- _Tâche A_
Comptez les lignes des entrées qui contiennent la chaîne « shorts », en respectant la casse, et donnez uniquement ce nombre.

- _Texte à lire_
CHINAHOY

1-June-2015

La vie durable expérimentale

 

LU RUCAI, membre de la rédaction

 

La deuxième phase des travaux du laboratoire de la vie éco-durable de Niu Jian s’est terminée à la fin de mois de mai. Ce projet se définit comme un « camp d’extraînement citoyen » visant à les aider à changer de modes de vie et à aboutir à une « vie libre et durable ».

 

Niu Jian, 53 ans, est surnommé l’ « Oncle chinois ». À l’été dernier, lui et sa famille se sont construit une bio-construction modulaire en conteneurs. De nombreux citadins aspirant à une vie écolo-compatible en métropole ont été attirés par son jardin sur le toit, par ses murs intérieurs végétalisés qui produisent oxygène et légumes, par le recyclage des ordures, etc. Pour lui, une vie idyllique en ville n’est pas si difficile. « Vouloir, c’est pouvoir. »

 

 

Expérimentation en famille

 

La maison de Niu Jian se trouve dans une usine désaffectée située à Shunyi, à 40 km du centre-ville de Beijing. Cette maison, dont il a personnellement supervisé la conception et la construction, se compose de six conteneurs standard 20 pieds, métalliques, peints en blanc, alignés sur un niveau. Elle comprend plusieurs zones fonctionnelles : lieu de vie, bureau, cuisine, toilettes, atelier bricolage écologique, des capteurs d’énergie solaire et éolienne sur le toit, des plantations superposées, etc. Niu Jian surnomme son laboratoire de vie durable la « Maison de la salade », un surnom qui fait mouche puisque partout des légumes et des plantes recouvrent les murs intérieurs, extérieurs et le toit.

 

Ce matin, je fais partie du deuxième groupe de visiteurs de la journée. En réalité, les visiteurs arrivent les uns après les autres dans un flot continu. Pour Niu Jian, tous les visiteurs sont les bienvenus. « Je ne demande jamais leur profession. Je réponds sans réserve à leurs questions. D’ailleurs c’est toujours les mêmes questions qui reviennent », explique-t-il. C’est vrai : quel que soit leur origine ou leur environnement actuel, tous les visiteurs ont le même objectif, qui est de se créer une vie idyllique dans la métropole.

 

La chambre à coucher principale sert aussi de bureau à Niu Jian. La chambre secondaire est celle de son fils étudiant qui l’occupe périodiquement. Les deux autres petites chambres, sont l’une consacrée au culte bouddhiste et servant de bureau à sa femme, l’autre réservée aux bénévoles. Le couloir qui relie les chambres, la cuisine et les toilettes sert aussi d’atelier pour les bénévoles. Le caractère écologique de l’habitation est surtout visible dans la cuisine et les toilettes : dans les toilettes, quatre grands seaux sont alignés à côté de la cuvette. Le premier sert à recueillir les eaux usées qui s’écoulent de l’évier où l’on procède à sa toilette mais aussi au lavage des légumes et du linge. L’autre récolte l’eau de pluie qui peut être utilisée à nettoyer la cuvette des toilettes ou à arroser les plantes. Deux autres seaux sont destinés à la production du bio-méthane. Déjections et déchets organiques y sont mis à fermenter, soit servent directement d’engrais pour les plantes. Des panneaux solaires alimentent un éclairage à LED qui éclaire les plantes d’intérieur.

- _Tâche B_
Recopiez à l'identique le passage de l'article sur le laboratoire de vie durable de Niu Jian en commençant par « Ce matin, je » et en poursuivant jusqu'à « dans la métropole. ».

Entrées de placement de points:
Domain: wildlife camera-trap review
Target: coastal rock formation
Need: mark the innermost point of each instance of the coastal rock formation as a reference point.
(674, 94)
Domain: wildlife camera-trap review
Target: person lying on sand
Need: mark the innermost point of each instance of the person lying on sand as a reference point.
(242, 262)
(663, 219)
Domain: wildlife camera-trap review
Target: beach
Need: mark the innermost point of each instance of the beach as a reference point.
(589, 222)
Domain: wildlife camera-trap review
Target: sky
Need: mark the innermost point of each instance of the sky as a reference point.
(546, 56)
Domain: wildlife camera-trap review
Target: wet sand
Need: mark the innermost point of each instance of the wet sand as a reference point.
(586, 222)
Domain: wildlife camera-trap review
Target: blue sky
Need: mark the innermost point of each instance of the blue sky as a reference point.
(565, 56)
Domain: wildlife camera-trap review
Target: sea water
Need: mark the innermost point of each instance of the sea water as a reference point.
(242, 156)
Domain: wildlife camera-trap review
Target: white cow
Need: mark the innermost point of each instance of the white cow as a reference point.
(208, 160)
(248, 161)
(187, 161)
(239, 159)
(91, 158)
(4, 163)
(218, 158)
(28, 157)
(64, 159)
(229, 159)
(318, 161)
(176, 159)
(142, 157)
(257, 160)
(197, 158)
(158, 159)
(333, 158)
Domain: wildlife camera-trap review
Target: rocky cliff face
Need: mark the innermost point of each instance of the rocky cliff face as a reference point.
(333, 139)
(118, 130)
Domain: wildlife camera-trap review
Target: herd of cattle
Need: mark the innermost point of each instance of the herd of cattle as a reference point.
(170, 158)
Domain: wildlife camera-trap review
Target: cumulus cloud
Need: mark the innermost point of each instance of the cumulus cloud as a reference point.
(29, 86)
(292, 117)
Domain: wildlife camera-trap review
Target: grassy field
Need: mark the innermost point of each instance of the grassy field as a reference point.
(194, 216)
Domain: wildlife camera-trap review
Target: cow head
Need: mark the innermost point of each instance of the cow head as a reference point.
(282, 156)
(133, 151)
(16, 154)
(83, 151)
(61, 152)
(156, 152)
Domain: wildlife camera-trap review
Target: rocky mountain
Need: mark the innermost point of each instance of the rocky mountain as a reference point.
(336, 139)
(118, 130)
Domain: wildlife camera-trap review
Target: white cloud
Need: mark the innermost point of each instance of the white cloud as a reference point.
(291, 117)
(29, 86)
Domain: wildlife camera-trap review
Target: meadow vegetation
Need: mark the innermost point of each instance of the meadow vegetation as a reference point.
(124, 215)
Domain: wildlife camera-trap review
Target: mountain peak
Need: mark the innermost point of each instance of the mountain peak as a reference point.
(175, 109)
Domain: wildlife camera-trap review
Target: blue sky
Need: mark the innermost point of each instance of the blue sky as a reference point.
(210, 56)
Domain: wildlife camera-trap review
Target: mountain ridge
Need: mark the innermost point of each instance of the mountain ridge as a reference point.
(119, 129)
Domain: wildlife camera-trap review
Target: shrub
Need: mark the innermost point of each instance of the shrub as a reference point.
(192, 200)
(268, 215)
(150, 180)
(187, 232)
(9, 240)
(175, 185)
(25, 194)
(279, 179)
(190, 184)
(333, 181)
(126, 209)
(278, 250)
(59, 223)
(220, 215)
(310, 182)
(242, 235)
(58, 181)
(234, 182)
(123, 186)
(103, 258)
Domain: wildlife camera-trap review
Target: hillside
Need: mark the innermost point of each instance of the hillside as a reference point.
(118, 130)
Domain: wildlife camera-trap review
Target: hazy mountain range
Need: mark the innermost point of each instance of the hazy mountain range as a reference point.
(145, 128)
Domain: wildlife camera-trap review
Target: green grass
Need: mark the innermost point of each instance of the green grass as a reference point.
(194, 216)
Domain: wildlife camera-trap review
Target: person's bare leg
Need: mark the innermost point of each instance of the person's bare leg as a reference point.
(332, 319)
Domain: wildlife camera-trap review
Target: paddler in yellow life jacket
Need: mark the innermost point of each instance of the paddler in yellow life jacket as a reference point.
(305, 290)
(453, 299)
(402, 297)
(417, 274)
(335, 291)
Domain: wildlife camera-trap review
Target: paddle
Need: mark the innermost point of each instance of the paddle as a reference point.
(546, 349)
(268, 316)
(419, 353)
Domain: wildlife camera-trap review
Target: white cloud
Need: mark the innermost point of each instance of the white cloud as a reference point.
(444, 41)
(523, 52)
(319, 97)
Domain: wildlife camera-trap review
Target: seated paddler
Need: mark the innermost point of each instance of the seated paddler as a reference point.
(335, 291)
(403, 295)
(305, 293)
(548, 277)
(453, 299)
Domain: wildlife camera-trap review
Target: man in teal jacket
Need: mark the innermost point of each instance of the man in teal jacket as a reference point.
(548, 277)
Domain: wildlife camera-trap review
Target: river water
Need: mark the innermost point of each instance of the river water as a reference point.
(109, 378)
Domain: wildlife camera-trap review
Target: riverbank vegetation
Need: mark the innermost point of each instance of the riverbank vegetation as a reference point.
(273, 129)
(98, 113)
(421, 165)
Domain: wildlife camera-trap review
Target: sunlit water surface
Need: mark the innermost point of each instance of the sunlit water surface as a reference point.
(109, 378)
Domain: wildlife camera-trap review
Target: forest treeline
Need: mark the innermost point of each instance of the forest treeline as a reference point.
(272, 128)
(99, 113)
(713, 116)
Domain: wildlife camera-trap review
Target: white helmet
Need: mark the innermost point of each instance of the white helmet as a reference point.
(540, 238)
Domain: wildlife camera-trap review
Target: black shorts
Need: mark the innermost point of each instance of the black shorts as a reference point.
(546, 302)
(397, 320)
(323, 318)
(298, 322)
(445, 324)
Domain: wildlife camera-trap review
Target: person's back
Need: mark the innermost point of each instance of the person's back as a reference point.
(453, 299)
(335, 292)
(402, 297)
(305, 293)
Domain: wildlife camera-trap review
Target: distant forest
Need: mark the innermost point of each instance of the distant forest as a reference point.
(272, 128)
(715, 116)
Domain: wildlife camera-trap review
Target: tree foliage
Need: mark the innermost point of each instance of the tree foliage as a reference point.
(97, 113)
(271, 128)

- _Réponse correcte A_
2

- _Réponse correcte B_
Ce matin, je fais partie du deuxième groupe de visiteurs de la journée. En réalité, les visiteurs arrivent les uns après les autres dans un flot continu. Pour Niu Jian, tous les visiteurs sont les bienvenus. « Je ne demande jamais leur profession. Je réponds sans réserve à leurs questions. D’ailleurs c’est toujours les mêmes questions qui reviennent », explique-t-il. C’est vrai : quel que soit leur origine ou leur environnement actuel, tous les visiteurs ont le même objectif, qui est de se créer une vie idyllique dans la métropole.